Scan the entries that follow for the word "prompts", then report every line in which it appears.

**EXERCISE INPUTS**

────────────────

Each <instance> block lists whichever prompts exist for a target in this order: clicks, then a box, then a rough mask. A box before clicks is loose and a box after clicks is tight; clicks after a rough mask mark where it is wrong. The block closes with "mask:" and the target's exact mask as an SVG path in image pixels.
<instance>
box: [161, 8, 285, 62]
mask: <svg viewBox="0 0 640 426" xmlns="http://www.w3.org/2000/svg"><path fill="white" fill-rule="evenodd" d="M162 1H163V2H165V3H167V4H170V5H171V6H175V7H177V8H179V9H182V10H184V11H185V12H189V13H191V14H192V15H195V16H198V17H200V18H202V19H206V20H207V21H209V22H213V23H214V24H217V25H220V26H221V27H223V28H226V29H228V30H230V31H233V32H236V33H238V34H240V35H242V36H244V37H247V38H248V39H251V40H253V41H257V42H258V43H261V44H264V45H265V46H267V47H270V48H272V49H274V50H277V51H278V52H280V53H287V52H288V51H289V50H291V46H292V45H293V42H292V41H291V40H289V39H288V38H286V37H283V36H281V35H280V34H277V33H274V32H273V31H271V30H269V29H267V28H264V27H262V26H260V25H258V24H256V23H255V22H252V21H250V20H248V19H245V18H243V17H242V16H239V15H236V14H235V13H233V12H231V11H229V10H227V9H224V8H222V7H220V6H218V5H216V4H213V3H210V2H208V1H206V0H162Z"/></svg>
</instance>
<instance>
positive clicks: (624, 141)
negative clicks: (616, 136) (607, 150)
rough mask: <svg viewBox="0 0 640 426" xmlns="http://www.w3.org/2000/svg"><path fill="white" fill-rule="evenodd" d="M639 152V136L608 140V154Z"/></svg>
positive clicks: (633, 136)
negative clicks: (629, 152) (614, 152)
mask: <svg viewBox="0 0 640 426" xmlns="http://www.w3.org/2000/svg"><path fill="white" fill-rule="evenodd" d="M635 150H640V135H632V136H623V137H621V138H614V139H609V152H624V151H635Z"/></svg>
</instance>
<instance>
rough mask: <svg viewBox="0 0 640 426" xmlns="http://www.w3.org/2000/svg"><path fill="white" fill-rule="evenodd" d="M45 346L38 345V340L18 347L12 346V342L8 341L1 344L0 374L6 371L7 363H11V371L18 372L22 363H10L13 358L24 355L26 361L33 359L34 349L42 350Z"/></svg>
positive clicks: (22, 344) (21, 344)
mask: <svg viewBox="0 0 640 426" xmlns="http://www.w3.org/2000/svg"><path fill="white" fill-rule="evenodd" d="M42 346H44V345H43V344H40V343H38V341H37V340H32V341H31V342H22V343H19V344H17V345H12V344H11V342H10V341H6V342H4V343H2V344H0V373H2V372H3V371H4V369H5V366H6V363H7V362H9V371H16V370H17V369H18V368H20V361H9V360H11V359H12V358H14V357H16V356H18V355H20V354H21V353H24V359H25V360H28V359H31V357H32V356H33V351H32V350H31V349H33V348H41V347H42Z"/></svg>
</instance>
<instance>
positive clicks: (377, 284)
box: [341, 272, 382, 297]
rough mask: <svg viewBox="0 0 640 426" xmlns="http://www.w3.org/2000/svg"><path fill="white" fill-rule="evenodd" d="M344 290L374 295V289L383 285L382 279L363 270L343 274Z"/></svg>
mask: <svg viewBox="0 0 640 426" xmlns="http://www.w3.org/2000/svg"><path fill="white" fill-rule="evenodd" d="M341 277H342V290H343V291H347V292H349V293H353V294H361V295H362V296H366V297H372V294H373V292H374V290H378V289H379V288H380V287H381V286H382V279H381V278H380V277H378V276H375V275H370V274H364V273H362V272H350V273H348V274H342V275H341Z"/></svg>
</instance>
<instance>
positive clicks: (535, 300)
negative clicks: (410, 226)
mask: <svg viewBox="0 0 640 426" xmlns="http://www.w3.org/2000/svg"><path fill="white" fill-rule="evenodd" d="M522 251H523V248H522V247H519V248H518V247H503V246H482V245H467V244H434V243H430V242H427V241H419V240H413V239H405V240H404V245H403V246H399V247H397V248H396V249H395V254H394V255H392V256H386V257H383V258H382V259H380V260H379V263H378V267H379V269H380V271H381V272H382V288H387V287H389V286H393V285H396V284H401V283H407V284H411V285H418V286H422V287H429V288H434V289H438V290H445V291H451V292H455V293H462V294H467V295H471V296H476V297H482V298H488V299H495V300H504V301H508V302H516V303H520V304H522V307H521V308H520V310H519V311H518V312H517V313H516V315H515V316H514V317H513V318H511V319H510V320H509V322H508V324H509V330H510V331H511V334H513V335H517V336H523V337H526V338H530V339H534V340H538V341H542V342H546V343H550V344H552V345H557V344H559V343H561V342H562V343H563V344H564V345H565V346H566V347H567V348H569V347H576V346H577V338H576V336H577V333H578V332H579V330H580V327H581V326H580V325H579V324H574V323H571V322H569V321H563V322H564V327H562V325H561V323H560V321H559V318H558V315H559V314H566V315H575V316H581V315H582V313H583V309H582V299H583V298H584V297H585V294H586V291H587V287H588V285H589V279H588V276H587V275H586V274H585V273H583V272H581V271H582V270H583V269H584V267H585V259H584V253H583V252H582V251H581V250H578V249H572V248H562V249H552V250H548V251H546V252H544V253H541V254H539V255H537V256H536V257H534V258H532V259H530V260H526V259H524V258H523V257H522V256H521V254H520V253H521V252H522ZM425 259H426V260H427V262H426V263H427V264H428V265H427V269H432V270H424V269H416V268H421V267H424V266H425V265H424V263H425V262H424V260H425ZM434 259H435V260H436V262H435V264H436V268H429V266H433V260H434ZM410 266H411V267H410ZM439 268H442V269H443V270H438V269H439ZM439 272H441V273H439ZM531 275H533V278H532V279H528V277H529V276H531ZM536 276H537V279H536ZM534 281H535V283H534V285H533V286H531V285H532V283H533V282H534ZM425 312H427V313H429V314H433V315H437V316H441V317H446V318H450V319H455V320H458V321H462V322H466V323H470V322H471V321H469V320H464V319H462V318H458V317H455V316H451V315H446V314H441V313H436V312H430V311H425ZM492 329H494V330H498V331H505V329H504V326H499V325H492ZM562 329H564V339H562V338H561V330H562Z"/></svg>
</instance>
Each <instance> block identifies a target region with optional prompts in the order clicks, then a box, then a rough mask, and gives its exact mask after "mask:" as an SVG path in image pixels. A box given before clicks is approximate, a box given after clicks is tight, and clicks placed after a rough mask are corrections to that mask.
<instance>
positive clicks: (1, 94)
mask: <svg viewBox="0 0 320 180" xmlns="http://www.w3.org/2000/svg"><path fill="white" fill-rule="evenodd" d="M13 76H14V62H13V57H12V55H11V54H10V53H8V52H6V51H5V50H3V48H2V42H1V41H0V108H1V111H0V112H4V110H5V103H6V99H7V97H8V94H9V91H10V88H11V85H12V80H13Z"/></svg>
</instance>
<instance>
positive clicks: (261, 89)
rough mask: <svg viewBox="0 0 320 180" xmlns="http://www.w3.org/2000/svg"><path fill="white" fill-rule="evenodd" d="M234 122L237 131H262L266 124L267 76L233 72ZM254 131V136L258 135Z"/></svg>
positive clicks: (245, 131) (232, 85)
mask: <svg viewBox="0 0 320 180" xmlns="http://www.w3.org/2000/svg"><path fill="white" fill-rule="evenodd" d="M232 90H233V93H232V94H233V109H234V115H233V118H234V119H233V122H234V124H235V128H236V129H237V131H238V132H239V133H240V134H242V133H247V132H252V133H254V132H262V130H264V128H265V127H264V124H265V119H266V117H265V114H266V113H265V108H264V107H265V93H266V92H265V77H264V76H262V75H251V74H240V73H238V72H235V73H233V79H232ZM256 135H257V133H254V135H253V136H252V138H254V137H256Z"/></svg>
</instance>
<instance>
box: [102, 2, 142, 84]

────────────────

**ANSWER SECTION**
Each <instance> block lists whichever prompts exist for a target in this order: clicks, then a box, then a rough mask. A box before clicks is loose and a box after clicks is tight; clicks after a rough mask mark where it is wrong. The block closes with "mask:" and the target's exact mask as an SVG path in image pixels.
Each <instance> block identifies a target region with optional prompts in the order clicks, then a box, then a rough mask, and gives its exact mask after "mask:" as an SVG path in image pixels. A box given before clicks is approximate, a box given after clicks is tight, and clicks placed after a rough mask are corrections to that mask.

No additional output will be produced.